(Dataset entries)
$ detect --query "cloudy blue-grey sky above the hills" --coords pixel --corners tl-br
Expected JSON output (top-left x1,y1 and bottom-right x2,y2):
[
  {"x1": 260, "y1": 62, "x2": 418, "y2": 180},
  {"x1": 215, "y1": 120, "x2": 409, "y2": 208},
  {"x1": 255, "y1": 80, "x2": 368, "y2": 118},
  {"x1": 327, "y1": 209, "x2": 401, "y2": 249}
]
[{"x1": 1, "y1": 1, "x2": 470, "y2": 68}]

■ **WHAT THIS TASK INVOLVES**
Exactly as they appear, restate all of the entries.

■ **ANSWER TO THIS EXERCISE**
$ detect --query "cloudy blue-grey sky above the hills" --coords pixel --corners tl-br
Expected JSON output (top-left x1,y1 and bottom-right x2,y2):
[
  {"x1": 260, "y1": 62, "x2": 418, "y2": 180},
  {"x1": 215, "y1": 120, "x2": 409, "y2": 208},
  {"x1": 255, "y1": 80, "x2": 368, "y2": 118},
  {"x1": 327, "y1": 209, "x2": 401, "y2": 249}
]
[{"x1": 1, "y1": 1, "x2": 470, "y2": 68}]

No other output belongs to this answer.